── Dataset records
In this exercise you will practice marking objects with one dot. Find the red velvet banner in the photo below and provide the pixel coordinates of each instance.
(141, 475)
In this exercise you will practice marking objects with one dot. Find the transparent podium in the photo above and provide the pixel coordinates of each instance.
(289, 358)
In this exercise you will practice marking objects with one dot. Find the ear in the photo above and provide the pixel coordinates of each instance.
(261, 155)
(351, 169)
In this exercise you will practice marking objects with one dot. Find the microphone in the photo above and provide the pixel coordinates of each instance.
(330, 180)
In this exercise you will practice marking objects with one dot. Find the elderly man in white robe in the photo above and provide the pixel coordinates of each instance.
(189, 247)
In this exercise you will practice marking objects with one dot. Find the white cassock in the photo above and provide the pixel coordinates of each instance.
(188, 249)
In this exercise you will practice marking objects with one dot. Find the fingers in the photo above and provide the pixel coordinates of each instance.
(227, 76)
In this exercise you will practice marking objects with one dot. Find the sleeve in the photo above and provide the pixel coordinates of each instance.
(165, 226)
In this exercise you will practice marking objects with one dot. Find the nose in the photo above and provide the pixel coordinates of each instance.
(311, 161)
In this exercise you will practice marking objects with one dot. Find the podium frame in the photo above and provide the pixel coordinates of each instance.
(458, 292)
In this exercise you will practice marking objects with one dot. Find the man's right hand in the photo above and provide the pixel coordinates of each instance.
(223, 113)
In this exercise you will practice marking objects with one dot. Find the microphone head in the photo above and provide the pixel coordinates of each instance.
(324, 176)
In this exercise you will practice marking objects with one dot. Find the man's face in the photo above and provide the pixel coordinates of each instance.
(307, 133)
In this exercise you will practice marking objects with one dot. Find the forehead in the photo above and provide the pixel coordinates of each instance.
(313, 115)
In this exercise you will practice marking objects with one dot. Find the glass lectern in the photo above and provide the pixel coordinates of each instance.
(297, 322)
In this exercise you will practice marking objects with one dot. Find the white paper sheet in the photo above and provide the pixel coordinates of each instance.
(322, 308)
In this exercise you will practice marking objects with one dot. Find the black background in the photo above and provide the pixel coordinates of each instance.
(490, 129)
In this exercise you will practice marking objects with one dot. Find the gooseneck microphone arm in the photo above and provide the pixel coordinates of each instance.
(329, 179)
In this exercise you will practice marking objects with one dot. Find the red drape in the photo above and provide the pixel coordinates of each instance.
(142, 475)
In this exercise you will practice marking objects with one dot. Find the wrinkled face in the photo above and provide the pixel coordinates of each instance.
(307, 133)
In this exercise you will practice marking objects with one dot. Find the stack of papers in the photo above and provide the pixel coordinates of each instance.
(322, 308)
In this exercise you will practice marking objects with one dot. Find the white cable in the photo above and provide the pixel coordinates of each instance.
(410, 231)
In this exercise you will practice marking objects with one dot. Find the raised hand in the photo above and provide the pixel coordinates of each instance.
────
▶ [The problem]: What you return must match the listing above exactly, with every line included.

▶ [Expected answer]:
In this exercise you will practice marking objects with one dot. Find the red velvet banner in the photo below and provide the pixel coordinates of each instance.
(141, 475)
In this exercise you will practice marking objects with one dot. Find the transparent podium in the photo above and provide the pixel coordinates of each instance.
(289, 358)
In this exercise you will practice marking objects with one dot. Find the ear in the photo above and provide the pixel coordinates of each instance.
(261, 155)
(351, 169)
In this exercise you will practice marking objects with one dot. Find the microphone in the photo above and provide the pixel coordinates of each instance.
(330, 180)
In this exercise you will practice marking objects with one dot. Find the elderly man in white robe in the photo above and provide the pixel coordinates of each instance.
(189, 247)
In this exercise you will practice marking objects with one dot. Find the white cassock in the photo above and provide the pixel coordinates of each instance.
(188, 249)
In this exercise you will practice marking objects with one dot. Find the fingers in the photo above and provide the pixel coordinates of each instance.
(227, 76)
In this exercise you will practice marking objects with one dot. Find the sleeve in the photo above and provide the pixel coordinates of each instance.
(165, 226)
In this exercise you will practice marking objects with one dot. Find the nose in the photo above and provide the pixel coordinates of each instance.
(311, 161)
In this exercise you will practice marking objects with one dot. Find the podium frame in the photo above and provide the pixel coordinates of each instance.
(458, 292)
In this exercise you will practice marking objects with one dot. Find the man's right hand in the photo above and provide the pixel coordinates of each instance.
(223, 113)
In this exercise you will practice marking objects with one dot. Find the microphone head in the photo above and provide the pixel coordinates of each instance.
(324, 176)
In this exercise you will practice marking objects with one dot. Find the man's face in the photo above and provide the pixel coordinates of each instance.
(307, 133)
In this exercise you will practice marking objects with one dot. Find the forehead in the photo above and provide the pixel coordinates of each instance.
(313, 115)
In this exercise you will practice marking objects with one dot. Find the glass lectern in the photo above and provide the pixel coordinates of each instance.
(297, 322)
In this exercise you will practice marking objects with one dot. Find the white paper sheet in the photo above and provide the pixel coordinates of each instance.
(322, 308)
In this exercise you will practice marking objects with one dot. Find the black background in the photo above and provide the pixel coordinates of each instance.
(490, 129)
In this exercise you will practice marking objects with one dot. Find the gooseneck microphone arm in the photo above and provide the pixel coordinates of each instance.
(329, 179)
In this exercise you will practice marking objects with one dot. Find the red drape in the photo above and provide the pixel coordinates of each instance.
(142, 475)
In this exercise you will practice marking objects with one dot. Find the wrinkled face in the photo above and provide the pixel coordinates of each instance.
(307, 133)
In this exercise you will practice marking objects with one dot. Find the stack of papers in the photo above and provide the pixel coordinates of each instance.
(322, 308)
In this exercise you will practice marking objects with one dot. Find the white cable in the photo above and provide the pixel coordinates of each instance.
(410, 231)
In this exercise you will practice marking objects with one dot. Find the raised hand in the photo above and provide the pixel coordinates of each instance.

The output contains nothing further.